--- START Data provided ---

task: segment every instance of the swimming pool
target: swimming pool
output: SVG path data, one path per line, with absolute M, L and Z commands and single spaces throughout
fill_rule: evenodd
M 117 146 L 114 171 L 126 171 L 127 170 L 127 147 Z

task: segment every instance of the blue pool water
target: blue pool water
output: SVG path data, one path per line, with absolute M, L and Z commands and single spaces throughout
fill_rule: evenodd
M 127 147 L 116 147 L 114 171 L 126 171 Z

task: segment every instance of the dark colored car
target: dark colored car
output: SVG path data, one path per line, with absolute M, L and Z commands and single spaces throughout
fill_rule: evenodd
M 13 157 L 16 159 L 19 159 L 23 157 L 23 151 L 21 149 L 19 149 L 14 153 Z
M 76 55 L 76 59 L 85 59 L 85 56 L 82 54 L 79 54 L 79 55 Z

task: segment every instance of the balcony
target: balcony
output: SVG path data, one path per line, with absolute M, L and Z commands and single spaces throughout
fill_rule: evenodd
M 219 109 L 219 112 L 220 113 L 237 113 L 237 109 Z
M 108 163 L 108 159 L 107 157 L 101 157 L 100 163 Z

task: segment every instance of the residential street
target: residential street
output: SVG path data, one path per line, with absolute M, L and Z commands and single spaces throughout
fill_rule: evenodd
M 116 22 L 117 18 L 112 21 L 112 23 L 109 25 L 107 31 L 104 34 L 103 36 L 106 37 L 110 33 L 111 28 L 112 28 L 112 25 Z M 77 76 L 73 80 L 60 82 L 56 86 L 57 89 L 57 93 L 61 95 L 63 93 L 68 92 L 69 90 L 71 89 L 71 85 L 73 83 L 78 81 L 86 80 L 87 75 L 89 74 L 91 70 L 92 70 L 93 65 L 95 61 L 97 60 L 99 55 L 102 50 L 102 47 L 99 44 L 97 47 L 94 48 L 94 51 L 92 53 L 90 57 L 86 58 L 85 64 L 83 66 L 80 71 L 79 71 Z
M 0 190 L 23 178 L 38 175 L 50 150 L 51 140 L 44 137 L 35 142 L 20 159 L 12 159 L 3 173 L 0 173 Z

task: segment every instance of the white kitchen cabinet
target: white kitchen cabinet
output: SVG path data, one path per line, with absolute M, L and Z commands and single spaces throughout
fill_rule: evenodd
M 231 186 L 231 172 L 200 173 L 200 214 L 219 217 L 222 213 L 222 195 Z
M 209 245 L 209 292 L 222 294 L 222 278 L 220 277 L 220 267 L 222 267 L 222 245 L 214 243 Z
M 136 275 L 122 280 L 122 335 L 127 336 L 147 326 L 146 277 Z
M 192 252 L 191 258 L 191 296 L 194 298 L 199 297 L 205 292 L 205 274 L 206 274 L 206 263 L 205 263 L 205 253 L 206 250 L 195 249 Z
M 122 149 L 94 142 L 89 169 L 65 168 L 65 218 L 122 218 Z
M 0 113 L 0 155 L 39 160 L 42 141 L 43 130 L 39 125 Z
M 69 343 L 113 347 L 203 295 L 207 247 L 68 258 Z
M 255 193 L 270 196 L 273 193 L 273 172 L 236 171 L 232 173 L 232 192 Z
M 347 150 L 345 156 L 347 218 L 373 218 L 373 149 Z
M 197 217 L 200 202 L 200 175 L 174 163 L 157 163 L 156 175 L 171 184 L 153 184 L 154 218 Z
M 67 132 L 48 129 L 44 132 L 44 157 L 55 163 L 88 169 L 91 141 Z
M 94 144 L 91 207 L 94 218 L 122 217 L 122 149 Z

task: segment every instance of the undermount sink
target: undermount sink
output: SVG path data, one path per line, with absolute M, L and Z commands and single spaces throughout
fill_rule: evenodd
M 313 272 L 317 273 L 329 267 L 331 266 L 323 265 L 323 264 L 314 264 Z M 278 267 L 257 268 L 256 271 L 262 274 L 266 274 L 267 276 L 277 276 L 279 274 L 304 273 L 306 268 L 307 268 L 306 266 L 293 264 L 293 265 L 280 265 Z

--- END Data provided ---

Copy the records from the line containing "task: segment every instance of the balcony" through the line containing "M 108 163 L", swapping "evenodd" for "nonzero" and leaving everything else untouched.

task: segment every instance of the balcony
target: balcony
output: SVG path data, one path per line, with absolute M, L and Z commands and single spaces throughout
fill_rule: nonzero
M 219 109 L 219 112 L 220 113 L 237 113 L 237 109 Z
M 108 163 L 108 159 L 107 157 L 101 157 L 100 163 Z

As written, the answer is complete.